Stated goal: List each line in the entries below that contains the word "wheel".

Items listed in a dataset
————
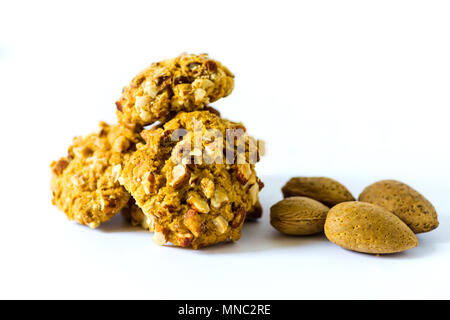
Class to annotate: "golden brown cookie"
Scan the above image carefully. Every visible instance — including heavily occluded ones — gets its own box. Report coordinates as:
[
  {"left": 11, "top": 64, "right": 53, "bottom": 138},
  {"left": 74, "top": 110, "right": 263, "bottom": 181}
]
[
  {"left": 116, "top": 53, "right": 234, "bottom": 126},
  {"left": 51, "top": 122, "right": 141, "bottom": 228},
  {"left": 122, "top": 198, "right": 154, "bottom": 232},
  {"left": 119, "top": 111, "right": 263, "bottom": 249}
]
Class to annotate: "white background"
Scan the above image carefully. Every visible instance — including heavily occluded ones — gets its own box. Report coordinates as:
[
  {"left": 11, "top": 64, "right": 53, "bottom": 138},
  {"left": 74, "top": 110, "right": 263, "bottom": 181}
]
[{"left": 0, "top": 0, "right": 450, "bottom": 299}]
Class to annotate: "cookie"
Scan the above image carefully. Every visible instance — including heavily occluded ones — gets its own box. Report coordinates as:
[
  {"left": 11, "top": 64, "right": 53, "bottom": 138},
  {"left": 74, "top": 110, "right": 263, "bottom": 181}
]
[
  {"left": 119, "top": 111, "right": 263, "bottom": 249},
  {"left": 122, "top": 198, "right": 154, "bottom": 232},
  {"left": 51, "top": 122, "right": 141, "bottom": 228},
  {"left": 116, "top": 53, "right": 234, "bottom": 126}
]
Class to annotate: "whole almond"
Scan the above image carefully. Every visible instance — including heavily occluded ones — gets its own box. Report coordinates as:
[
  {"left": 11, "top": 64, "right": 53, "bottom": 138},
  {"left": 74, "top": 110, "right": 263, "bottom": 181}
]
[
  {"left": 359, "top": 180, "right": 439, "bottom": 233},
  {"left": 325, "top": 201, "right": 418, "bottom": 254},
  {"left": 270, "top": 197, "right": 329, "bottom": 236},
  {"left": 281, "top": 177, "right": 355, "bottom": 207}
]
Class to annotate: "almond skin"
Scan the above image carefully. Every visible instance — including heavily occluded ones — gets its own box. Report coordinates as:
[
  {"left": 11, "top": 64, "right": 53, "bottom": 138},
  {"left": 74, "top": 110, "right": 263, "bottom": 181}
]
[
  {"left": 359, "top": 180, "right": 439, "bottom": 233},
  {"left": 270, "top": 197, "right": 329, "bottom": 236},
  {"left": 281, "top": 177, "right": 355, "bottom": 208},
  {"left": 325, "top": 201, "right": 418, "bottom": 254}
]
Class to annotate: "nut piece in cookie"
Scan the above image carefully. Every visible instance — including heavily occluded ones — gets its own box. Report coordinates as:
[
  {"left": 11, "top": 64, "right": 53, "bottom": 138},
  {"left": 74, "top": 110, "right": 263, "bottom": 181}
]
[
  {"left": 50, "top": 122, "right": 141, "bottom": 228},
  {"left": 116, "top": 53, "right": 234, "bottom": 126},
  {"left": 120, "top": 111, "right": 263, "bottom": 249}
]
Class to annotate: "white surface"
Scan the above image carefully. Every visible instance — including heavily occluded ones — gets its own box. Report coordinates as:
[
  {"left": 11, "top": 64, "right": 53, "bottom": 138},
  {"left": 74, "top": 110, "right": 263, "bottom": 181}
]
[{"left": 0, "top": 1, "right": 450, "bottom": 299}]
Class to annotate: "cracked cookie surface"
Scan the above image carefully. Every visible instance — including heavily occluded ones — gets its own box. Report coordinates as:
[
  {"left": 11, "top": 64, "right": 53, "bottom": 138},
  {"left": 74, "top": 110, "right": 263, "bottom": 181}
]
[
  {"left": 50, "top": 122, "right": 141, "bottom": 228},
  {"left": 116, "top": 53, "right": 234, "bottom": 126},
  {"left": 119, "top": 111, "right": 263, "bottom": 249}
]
————
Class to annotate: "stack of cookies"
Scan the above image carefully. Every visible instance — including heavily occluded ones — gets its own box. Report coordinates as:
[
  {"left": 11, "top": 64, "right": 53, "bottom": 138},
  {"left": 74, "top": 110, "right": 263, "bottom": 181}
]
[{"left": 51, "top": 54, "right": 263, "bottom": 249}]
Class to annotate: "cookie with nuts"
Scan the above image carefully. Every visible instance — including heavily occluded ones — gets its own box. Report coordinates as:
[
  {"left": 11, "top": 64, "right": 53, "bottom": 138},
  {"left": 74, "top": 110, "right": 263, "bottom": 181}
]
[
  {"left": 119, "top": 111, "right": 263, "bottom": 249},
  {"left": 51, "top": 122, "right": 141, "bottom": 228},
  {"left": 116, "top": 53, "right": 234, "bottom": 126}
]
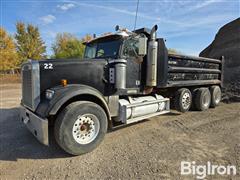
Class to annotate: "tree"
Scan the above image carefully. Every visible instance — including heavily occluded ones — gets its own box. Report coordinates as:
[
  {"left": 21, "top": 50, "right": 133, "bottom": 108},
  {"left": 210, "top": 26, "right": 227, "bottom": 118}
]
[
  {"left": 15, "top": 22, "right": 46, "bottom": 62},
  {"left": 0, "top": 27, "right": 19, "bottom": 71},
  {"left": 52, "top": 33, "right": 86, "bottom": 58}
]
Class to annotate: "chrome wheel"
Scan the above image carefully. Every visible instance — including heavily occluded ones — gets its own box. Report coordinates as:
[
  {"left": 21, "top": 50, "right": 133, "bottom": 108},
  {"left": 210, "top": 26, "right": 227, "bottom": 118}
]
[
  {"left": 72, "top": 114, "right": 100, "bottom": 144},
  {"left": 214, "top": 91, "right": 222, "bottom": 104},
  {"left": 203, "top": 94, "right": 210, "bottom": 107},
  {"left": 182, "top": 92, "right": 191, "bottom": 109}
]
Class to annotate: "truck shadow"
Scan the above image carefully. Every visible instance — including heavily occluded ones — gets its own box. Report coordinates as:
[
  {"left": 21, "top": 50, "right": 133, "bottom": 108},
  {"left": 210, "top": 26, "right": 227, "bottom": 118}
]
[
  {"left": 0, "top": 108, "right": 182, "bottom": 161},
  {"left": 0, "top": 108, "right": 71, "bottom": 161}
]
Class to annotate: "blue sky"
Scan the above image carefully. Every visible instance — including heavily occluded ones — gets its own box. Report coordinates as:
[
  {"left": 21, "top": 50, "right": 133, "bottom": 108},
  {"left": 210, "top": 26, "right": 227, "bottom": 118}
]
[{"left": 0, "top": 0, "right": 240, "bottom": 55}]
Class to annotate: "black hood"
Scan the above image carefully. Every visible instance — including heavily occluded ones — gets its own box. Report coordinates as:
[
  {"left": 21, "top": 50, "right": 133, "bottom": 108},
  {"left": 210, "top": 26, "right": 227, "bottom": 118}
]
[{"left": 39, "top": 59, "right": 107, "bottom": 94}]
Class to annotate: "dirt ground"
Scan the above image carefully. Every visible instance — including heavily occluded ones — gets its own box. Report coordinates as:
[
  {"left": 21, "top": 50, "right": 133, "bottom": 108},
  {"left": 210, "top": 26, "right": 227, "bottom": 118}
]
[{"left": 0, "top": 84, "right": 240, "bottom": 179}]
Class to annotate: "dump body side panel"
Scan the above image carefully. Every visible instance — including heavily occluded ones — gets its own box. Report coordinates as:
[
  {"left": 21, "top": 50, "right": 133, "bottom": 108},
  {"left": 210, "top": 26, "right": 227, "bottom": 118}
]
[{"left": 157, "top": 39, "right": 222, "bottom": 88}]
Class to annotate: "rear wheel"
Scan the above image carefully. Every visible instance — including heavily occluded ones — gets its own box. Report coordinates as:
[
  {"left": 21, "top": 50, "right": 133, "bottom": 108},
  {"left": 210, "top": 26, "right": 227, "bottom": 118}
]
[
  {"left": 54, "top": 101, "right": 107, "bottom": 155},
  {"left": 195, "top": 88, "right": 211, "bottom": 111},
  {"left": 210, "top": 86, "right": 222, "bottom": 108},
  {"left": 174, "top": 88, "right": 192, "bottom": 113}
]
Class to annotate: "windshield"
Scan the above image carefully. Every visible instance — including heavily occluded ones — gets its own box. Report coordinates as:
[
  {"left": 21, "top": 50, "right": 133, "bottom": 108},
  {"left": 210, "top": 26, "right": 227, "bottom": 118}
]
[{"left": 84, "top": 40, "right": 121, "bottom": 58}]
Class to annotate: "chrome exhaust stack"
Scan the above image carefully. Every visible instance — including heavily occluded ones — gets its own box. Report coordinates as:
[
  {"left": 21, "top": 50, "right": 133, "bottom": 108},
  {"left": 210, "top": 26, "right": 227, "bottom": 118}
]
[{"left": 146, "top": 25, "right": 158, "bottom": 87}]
————
Exercise answer:
Class to annotate: "chrome wheel"
Class to annotate: "rear wheel"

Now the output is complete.